Start of SELECTED EXTRACT

A molecular phylogenetic study using mitochondrial DNA sequence data published in 2011 found that the species in the genus Sylvia formed two distinct clades. Based on these results, the ornithologists Edward Dickinson and Leslie Christidis in the fourth edition of Howard and Moore Complete Checklist of the Birds of the World, chose to split the genus and moved most of the species into a resurrected genus Curruca, retaining only the Eurasian blackcap and the garden warbler in Sylvia. They also moved the African hill babbler and Dohrn's thrush-babbler into Sylvia. The split was not accepted by the British Ornithologists' Union on the grounds that "a split into two genera would unnecessarily destabilize nomenclature and results in only a minor increase in phylogenetic information content."

End of SELECTED EXTRACT
Start of DATASET EXTRACT

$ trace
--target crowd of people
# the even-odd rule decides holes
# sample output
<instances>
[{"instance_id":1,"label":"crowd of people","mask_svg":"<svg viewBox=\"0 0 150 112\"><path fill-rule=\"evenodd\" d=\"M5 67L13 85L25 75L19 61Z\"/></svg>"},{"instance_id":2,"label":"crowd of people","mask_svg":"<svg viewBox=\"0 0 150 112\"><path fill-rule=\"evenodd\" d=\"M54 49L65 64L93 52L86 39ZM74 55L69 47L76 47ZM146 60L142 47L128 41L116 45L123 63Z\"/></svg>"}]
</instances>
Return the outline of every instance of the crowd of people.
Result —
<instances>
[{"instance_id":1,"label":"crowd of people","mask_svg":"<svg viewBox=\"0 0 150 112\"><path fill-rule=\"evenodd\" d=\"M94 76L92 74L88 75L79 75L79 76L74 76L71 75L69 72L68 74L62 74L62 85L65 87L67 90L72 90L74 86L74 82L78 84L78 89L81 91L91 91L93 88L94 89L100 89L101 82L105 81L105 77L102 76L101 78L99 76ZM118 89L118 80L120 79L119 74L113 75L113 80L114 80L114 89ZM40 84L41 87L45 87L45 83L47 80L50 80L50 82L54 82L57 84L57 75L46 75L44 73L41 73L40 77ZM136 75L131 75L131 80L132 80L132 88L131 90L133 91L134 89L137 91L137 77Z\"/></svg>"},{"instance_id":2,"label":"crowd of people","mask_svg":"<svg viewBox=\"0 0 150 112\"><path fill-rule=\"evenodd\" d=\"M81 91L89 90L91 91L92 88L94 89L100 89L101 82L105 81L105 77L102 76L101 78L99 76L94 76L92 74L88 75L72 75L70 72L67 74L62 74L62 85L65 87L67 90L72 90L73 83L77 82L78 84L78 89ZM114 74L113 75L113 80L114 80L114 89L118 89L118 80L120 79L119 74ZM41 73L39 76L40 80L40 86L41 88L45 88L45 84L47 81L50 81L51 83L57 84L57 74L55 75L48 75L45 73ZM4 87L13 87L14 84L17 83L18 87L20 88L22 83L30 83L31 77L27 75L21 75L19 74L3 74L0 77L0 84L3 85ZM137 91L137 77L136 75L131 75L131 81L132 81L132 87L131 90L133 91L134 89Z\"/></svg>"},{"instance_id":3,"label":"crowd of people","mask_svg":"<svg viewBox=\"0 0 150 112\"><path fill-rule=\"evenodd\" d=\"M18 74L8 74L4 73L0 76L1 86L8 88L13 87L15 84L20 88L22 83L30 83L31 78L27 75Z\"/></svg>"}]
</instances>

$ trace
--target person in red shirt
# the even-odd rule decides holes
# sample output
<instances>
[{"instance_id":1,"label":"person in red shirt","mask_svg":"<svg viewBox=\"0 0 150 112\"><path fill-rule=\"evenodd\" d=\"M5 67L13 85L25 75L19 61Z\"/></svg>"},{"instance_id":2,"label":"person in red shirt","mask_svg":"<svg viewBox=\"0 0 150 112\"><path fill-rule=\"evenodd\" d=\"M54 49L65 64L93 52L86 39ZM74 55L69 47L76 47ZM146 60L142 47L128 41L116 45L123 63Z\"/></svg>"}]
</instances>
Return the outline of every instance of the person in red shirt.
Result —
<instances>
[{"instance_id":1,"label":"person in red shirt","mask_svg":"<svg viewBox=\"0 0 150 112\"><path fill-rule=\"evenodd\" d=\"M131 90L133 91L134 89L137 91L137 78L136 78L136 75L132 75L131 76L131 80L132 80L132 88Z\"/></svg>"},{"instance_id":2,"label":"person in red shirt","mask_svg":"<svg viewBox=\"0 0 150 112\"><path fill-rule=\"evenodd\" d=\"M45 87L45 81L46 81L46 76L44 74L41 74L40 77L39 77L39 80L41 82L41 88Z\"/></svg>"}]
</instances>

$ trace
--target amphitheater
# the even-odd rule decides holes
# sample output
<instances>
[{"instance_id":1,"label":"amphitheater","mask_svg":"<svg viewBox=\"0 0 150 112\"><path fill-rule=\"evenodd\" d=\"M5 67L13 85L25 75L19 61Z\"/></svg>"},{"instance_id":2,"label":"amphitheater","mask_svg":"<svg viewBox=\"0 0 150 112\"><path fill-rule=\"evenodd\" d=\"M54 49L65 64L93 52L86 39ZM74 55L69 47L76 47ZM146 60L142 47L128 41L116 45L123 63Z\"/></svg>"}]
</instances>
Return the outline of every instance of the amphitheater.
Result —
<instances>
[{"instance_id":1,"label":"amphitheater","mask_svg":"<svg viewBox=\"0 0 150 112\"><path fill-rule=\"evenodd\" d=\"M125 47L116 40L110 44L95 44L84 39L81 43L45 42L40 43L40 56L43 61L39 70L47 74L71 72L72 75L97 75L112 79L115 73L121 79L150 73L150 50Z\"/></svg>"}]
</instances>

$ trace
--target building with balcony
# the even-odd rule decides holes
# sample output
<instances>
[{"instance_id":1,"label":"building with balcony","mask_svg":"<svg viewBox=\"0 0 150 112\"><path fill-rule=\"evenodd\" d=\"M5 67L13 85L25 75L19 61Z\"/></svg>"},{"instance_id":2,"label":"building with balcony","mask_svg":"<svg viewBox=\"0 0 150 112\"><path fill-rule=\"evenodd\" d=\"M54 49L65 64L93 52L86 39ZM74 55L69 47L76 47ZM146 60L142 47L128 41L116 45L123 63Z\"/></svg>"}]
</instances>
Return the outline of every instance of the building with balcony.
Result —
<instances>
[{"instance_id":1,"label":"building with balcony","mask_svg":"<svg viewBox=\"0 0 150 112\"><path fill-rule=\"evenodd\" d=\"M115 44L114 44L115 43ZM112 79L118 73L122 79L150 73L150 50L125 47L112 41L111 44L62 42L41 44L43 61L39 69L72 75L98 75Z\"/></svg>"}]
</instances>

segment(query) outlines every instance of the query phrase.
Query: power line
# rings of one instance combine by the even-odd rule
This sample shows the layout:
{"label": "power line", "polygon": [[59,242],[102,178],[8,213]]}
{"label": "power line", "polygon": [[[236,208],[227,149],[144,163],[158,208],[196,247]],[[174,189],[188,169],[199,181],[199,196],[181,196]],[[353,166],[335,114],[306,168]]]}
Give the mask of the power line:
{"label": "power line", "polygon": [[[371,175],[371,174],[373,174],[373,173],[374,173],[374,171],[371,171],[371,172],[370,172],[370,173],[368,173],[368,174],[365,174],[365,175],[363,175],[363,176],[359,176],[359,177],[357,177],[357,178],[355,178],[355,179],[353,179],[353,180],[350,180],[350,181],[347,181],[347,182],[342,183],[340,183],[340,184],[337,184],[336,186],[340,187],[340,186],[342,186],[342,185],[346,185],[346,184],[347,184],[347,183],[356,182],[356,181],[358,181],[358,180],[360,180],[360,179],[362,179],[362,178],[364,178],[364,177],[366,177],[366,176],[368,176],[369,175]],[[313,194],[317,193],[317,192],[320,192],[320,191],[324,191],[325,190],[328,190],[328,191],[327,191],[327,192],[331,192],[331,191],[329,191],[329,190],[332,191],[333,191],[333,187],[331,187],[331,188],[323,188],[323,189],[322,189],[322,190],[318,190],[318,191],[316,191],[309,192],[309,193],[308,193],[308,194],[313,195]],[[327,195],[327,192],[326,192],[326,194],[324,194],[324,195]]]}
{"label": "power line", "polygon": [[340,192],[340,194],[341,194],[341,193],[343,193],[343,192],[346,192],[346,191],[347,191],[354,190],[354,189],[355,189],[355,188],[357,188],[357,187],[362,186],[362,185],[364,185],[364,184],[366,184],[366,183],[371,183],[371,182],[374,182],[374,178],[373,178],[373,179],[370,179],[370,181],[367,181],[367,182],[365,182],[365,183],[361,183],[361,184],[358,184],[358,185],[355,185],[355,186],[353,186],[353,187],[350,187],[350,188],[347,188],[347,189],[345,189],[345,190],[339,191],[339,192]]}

End of DATASET EXTRACT

● TASKS TO COMPLETE:
1 - In the text about the genus Sylvia, which two species did Dickinson and Christidis keep in Sylvia?
2 - Please write what follows the last sentence of the text about the genus Sylvia.

● TASK ANSWERS:
1 - The Eurasian blackcap and the garden warbler.

2 -
List of species
The family includes 34 species divided into 2 genera: This list is presented according to the IOC taxonomic sequence and can also be sorted alphabetically by common name and binomial.

Description
Sylviids are small to medium-sized passerine birds. The bill is generally thin and pointed with bristles at the base. Sylviids have a slender shape and an inconspicuous and mostly plain plumage. The wings have ten primaries, which are rounded and short in non-migratory species.

Distribution and habitat
Most species occur in Asia, and to a lesser extent in Africa. A few range into Europe.